START THE DATA

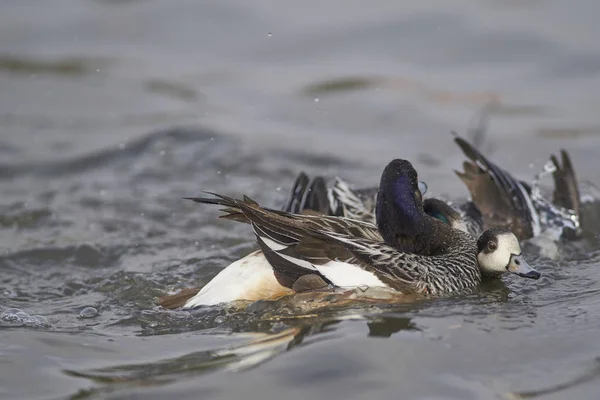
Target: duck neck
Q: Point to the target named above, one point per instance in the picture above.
(401, 221)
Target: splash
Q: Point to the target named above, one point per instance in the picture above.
(553, 218)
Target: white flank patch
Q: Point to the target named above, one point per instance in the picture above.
(239, 281)
(348, 275)
(298, 262)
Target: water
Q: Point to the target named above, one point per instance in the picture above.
(112, 111)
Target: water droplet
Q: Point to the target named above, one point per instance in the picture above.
(88, 312)
(22, 315)
(10, 315)
(37, 321)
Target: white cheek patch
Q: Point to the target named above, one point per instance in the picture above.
(499, 258)
(495, 261)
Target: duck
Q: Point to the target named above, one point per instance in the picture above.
(497, 199)
(407, 250)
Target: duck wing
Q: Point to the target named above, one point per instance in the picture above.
(503, 200)
(566, 189)
(308, 196)
(297, 245)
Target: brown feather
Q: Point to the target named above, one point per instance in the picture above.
(566, 190)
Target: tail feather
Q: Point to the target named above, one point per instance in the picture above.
(232, 209)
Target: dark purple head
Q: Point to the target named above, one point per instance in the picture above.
(399, 209)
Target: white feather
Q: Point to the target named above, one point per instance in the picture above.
(348, 275)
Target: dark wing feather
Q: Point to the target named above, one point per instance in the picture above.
(503, 200)
(566, 189)
(293, 203)
(293, 243)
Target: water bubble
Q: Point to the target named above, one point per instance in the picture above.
(10, 315)
(22, 315)
(88, 312)
(363, 288)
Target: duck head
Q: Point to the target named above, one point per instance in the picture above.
(399, 209)
(499, 252)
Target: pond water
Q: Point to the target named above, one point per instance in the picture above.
(113, 110)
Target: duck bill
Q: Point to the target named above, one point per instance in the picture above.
(422, 187)
(519, 266)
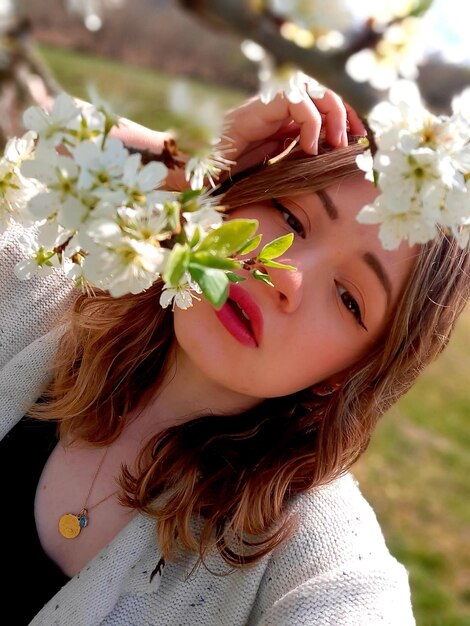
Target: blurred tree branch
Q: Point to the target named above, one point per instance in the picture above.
(239, 17)
(24, 79)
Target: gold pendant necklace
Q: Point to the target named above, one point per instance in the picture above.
(71, 524)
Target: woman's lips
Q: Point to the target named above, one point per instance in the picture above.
(249, 332)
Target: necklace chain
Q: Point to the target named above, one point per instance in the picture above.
(100, 465)
(71, 524)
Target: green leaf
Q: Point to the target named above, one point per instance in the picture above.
(235, 278)
(251, 245)
(276, 247)
(188, 198)
(195, 238)
(279, 266)
(263, 277)
(213, 283)
(177, 264)
(229, 237)
(209, 260)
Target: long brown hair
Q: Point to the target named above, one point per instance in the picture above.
(238, 473)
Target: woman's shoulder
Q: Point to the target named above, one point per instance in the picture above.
(335, 523)
(336, 567)
(29, 308)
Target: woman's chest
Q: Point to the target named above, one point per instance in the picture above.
(76, 507)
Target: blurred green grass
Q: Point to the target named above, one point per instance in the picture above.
(417, 468)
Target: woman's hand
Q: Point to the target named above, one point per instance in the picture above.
(256, 131)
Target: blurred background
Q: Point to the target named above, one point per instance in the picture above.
(141, 56)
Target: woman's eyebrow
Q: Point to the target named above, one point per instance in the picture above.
(372, 261)
(328, 204)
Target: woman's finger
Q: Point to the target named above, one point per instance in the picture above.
(335, 121)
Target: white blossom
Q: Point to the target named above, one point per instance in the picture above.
(130, 266)
(39, 261)
(100, 168)
(422, 166)
(398, 53)
(180, 296)
(204, 219)
(15, 189)
(398, 222)
(53, 127)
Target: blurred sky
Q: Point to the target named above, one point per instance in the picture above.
(449, 22)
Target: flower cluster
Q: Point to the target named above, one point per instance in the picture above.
(100, 214)
(394, 45)
(422, 166)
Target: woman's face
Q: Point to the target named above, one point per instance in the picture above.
(315, 322)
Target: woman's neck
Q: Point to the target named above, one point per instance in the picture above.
(185, 393)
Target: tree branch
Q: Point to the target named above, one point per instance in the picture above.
(238, 17)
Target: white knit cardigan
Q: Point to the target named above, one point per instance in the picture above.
(334, 571)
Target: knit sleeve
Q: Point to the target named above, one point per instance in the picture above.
(336, 569)
(30, 308)
(346, 597)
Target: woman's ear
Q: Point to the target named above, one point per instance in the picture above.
(326, 388)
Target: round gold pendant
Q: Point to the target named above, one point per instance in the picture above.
(69, 526)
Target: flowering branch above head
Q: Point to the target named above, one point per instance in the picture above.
(100, 213)
(427, 159)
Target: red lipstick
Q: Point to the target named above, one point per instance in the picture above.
(242, 317)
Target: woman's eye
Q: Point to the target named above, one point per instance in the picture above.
(351, 304)
(289, 218)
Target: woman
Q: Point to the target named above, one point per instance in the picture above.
(201, 472)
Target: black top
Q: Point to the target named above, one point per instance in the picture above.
(31, 577)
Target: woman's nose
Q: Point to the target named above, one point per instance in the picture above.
(288, 285)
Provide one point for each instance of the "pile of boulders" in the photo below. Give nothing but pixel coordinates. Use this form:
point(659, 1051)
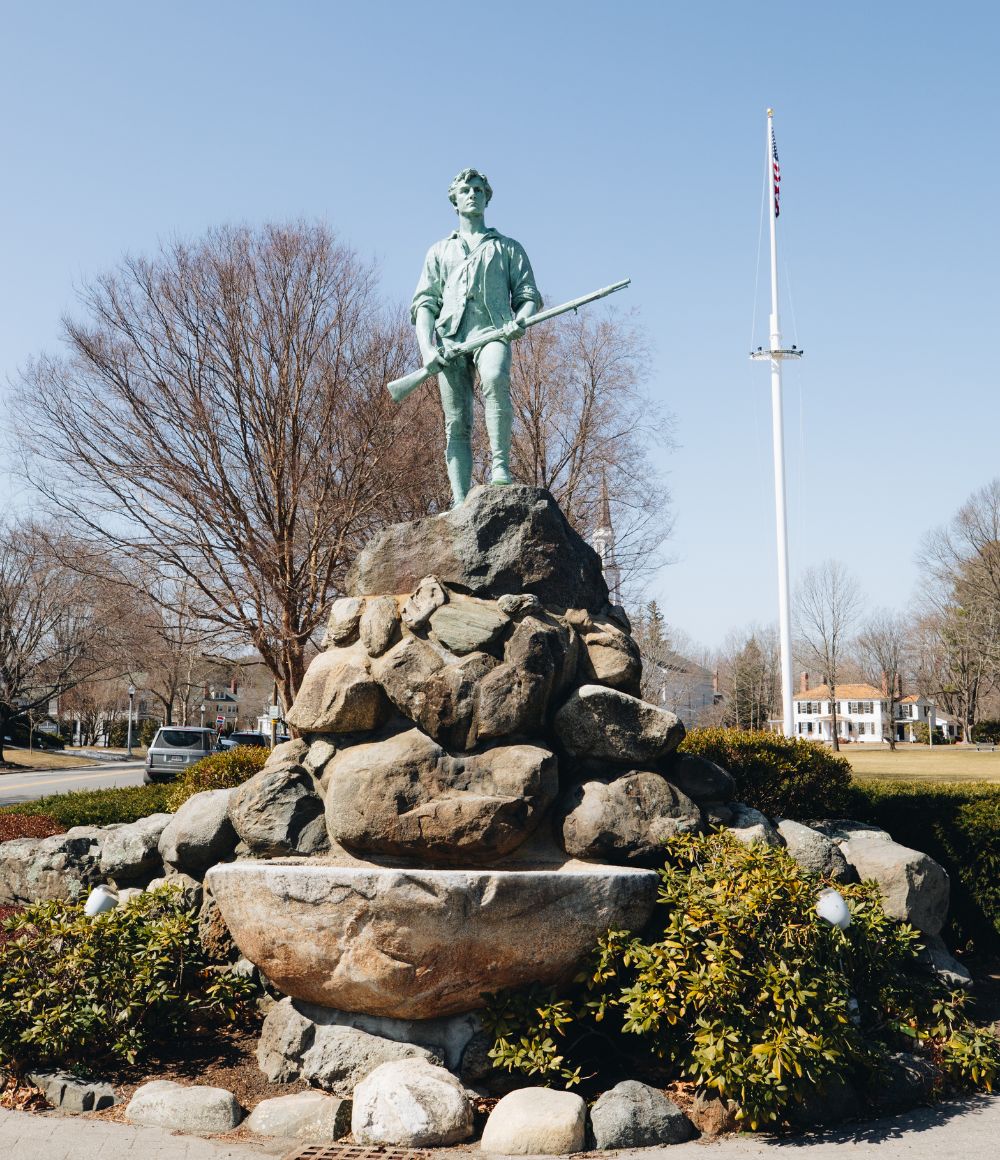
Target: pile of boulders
point(476, 792)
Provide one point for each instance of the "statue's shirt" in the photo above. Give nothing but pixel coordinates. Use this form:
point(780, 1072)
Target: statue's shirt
point(475, 289)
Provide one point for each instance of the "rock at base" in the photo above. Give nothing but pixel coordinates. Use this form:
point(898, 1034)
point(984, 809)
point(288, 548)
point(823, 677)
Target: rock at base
point(339, 695)
point(700, 778)
point(813, 852)
point(536, 1122)
point(411, 1104)
point(308, 1115)
point(274, 810)
point(405, 795)
point(64, 867)
point(200, 833)
point(914, 887)
point(162, 1103)
point(501, 541)
point(624, 821)
point(596, 722)
point(748, 826)
point(633, 1115)
point(71, 1094)
point(414, 943)
point(130, 854)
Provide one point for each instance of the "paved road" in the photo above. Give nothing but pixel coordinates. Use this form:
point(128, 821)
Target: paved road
point(26, 785)
point(951, 1131)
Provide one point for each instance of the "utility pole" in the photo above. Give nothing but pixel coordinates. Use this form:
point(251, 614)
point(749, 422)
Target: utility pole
point(775, 355)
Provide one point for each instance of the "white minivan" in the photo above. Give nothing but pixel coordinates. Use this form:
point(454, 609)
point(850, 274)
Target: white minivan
point(174, 748)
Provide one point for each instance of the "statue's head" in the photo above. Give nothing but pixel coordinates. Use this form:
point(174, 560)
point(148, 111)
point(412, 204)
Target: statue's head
point(466, 175)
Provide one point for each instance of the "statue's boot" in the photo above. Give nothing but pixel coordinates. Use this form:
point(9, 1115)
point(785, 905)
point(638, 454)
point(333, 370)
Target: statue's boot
point(498, 428)
point(458, 461)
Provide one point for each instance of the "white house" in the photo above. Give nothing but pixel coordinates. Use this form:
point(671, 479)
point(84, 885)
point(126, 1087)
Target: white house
point(862, 715)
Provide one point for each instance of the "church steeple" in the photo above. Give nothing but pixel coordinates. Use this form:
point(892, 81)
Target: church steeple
point(603, 542)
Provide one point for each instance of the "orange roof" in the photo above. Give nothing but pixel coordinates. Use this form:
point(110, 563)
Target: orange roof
point(843, 691)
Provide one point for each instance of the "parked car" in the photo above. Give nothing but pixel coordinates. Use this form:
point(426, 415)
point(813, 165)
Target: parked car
point(174, 748)
point(244, 738)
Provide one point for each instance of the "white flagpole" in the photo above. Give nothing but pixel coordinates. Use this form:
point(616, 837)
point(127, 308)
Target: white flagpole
point(775, 355)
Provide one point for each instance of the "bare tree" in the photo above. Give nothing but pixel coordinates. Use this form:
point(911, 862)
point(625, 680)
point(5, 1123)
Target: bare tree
point(961, 629)
point(883, 647)
point(222, 415)
point(53, 632)
point(581, 417)
point(827, 603)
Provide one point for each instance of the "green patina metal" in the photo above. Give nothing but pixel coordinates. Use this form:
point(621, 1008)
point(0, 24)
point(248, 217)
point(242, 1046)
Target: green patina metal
point(475, 281)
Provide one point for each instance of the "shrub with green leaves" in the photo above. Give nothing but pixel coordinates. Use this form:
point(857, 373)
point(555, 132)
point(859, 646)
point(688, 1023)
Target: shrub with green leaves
point(98, 807)
point(958, 825)
point(743, 988)
point(78, 992)
point(783, 777)
point(218, 771)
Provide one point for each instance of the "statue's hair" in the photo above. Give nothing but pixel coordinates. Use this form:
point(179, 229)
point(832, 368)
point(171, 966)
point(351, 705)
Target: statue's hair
point(465, 175)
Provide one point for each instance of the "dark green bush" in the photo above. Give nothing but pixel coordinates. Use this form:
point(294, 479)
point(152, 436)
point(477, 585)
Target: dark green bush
point(958, 825)
point(99, 807)
point(782, 777)
point(987, 731)
point(741, 988)
point(218, 771)
point(78, 992)
point(146, 732)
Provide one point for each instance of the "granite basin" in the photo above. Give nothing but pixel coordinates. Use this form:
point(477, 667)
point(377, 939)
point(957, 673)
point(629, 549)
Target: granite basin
point(420, 943)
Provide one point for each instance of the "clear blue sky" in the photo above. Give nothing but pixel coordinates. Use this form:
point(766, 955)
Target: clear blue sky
point(621, 139)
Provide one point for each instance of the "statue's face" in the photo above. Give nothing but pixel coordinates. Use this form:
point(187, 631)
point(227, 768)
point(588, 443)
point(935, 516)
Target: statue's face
point(470, 197)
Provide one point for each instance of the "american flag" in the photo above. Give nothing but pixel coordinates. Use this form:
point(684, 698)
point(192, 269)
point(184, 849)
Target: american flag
point(776, 168)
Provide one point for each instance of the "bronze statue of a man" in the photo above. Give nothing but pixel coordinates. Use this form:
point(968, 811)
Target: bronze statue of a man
point(473, 281)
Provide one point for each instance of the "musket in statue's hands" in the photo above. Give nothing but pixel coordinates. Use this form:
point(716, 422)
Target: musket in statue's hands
point(441, 356)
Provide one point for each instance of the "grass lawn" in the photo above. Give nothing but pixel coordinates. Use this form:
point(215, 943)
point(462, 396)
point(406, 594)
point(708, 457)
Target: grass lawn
point(922, 763)
point(38, 759)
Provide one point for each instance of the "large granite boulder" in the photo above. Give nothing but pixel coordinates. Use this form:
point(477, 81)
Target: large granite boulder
point(598, 722)
point(64, 867)
point(633, 1115)
point(130, 854)
point(627, 820)
point(500, 541)
point(339, 694)
point(411, 1104)
point(421, 943)
point(279, 811)
point(536, 1122)
point(464, 625)
point(405, 795)
point(914, 887)
point(198, 834)
point(609, 655)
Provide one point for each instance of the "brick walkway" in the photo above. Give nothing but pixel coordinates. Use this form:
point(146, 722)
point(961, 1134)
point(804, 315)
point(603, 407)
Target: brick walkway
point(51, 1136)
point(951, 1131)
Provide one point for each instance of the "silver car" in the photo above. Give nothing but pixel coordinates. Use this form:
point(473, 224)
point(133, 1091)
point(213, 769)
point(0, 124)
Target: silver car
point(174, 748)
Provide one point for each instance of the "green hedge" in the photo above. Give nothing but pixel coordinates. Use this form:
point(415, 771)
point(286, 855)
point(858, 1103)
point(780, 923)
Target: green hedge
point(218, 771)
point(738, 986)
point(79, 992)
point(782, 777)
point(958, 825)
point(99, 807)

END THE DATA

TASK INSTRUCTIONS » For each line of the entries that holds the word "duck", pull that line out.

TASK SOLUTION »
Target: duck neck
Target: duck
Target: duck wing
Target: duck head
Target: duck bill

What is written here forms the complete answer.